**DIRECTIVE:**
Format every line of the records below as a numbered list, leaving out any blank lines.

**EXERCISE INPUTS:**
--- begin ---
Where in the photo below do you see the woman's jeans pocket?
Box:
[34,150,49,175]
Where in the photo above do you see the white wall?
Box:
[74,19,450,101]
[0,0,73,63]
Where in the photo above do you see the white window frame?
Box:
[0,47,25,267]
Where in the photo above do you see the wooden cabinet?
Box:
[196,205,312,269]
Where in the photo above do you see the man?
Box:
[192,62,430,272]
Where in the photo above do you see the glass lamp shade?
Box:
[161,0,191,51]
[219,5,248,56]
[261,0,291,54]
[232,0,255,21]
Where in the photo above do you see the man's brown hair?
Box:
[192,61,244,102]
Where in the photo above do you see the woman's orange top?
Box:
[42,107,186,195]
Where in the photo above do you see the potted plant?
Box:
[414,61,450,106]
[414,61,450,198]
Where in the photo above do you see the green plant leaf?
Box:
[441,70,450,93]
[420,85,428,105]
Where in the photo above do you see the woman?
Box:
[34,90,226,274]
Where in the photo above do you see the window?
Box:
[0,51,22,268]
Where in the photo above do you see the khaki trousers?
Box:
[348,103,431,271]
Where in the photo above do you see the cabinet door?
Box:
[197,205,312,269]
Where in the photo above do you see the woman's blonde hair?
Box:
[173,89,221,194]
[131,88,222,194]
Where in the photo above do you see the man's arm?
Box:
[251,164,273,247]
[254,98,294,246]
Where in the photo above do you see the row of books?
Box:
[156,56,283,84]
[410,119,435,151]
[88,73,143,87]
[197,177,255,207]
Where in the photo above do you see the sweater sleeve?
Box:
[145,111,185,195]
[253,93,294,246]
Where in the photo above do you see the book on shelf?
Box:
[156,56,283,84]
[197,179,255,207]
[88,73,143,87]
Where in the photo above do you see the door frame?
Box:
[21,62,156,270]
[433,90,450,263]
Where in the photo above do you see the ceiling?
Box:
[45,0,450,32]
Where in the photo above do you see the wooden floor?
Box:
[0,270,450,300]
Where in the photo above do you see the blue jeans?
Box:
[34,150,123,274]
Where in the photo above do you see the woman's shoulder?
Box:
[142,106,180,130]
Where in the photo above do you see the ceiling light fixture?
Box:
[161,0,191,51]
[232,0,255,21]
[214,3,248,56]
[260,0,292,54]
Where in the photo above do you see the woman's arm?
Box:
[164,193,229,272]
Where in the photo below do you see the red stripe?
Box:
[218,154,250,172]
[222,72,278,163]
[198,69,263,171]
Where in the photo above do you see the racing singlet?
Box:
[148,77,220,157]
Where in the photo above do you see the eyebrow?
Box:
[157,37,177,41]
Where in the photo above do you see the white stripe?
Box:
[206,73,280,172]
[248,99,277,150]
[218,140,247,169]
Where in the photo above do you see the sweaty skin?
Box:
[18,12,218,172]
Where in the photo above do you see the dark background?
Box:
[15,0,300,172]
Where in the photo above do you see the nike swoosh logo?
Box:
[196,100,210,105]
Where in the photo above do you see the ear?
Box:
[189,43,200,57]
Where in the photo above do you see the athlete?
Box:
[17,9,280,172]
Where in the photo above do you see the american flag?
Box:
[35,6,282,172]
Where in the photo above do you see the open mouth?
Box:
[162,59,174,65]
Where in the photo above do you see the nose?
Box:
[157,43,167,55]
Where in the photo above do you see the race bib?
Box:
--- end ---
**FULL ANSWER:**
1. Where in the photo below do you see the woman's jeans pocket?
2. Box:
3. [34,150,49,175]
4. Where in the photo above do you see the white wall?
5. Box:
6. [74,19,450,101]
7. [0,0,73,63]
8. Where in the photo above do you see the white window frame?
9. Box:
10. [0,47,25,267]
11. Where in the photo above do you see the wooden cabinet?
12. Box:
13. [196,205,312,269]
14. Where in the photo above do you see the man?
15. Box:
16. [192,62,430,272]
17. Where in the photo above do you see the glass lamp shade?
18. Box:
19. [161,0,191,51]
20. [219,5,248,56]
21. [261,0,291,54]
22. [232,0,255,21]
23. Where in the photo above do you see the man's brown hair?
24. Box:
25. [192,61,244,102]
26. Where in the photo above do you see the woman's orange top?
27. Box:
28. [42,107,186,195]
29. Where in the photo above do you see the potted plant?
30. Box:
31. [414,61,450,106]
32. [414,61,450,198]
33. Where in the photo above do you see the green plant leaf?
34. Box:
35. [441,70,450,93]
36. [420,85,428,105]
37. Where in the photo above do you see the woman?
38. Box:
39. [34,90,226,274]
40. Where in the photo above do you see the window?
41. Box:
42. [0,51,22,268]
43. Where in the photo above do you see the khaki trousers?
44. Box:
45. [348,103,431,271]
46. Where in the photo above do you see the cabinet door?
47. Box:
48. [197,205,312,269]
49. Where in the photo above do you see the woman's blonde hair?
50. Box:
51. [173,89,221,194]
52. [131,88,222,194]
53. Where in the photo above do you see the man's arm?
54. Box:
55. [251,164,273,247]
56. [254,98,294,246]
57. Where in the photo above do you see the row of books?
58. Box:
59. [156,56,283,84]
60. [410,119,435,151]
61. [88,73,143,87]
62. [197,177,255,207]
63. Where in the photo above do you see the sweater sleeve?
64. Box:
65. [145,111,185,195]
66. [253,93,294,246]
67. Where in the photo above do you see the book on shelf?
68. Box:
69. [156,56,283,84]
70. [197,179,255,207]
71. [88,73,143,87]
72. Where in the photo above do you see the door frame?
73. Box:
74. [21,62,156,270]
75. [433,90,450,263]
76. Where in the photo above do you see the ceiling?
77. Box:
78. [45,0,450,32]
79. Where in the photo above do you see the wooden floor?
80. Box:
81. [0,270,450,300]
82. Where in the photo above do you see the blue jeans?
83. Box:
84. [34,150,123,274]
85. Where in the photo above do you see the woman's shoulder?
86. Box:
87. [142,106,180,130]
88. Where in the photo above do you see the ceiling light fixture?
89. Box:
90. [161,0,191,51]
91. [232,0,255,21]
92. [214,3,248,56]
93. [260,0,292,54]
94. Where in the photo above do you see the woman's arm?
95. Box:
96. [164,193,229,272]
97. Where in the photo below do you see the red stripe?
98. Box:
99. [218,154,250,172]
100. [222,72,278,163]
101. [198,69,263,171]
102. Where in the photo above do you see the racing singlet?
103. Box:
104. [148,77,220,157]
105. Where in the photo above do you see the eyebrow?
106. Box:
107. [157,37,177,41]
108. Where in the photo above do you see the white stripe?
109. Box:
110. [206,73,280,172]
111. [248,99,277,150]
112. [218,140,247,169]
113. Where in the photo above do you see the sweaty skin?
114. Box:
115. [18,12,218,172]
116. Where in the photo above do you see the dark background?
117. Box:
118. [15,0,300,172]
119. Where in the photo above do you see the nike swoosh logo?
120. Box:
121. [196,100,210,105]
122. Where in the photo above do you see the ear?
123. Box:
124. [189,43,200,57]
125. Where in the photo above do you see the athlete?
126. Box:
127. [17,9,280,172]
128. Where in the photo above do you see the american flag?
129. Box:
130. [35,6,282,172]
131. Where in the photo above do you see the open mouth?
132. Box:
133. [162,59,174,65]
134. Where in the photo above do you see the nose?
135. Box:
136. [157,43,167,55]
137. Where in the photo above do you see the race bib?
138. Box:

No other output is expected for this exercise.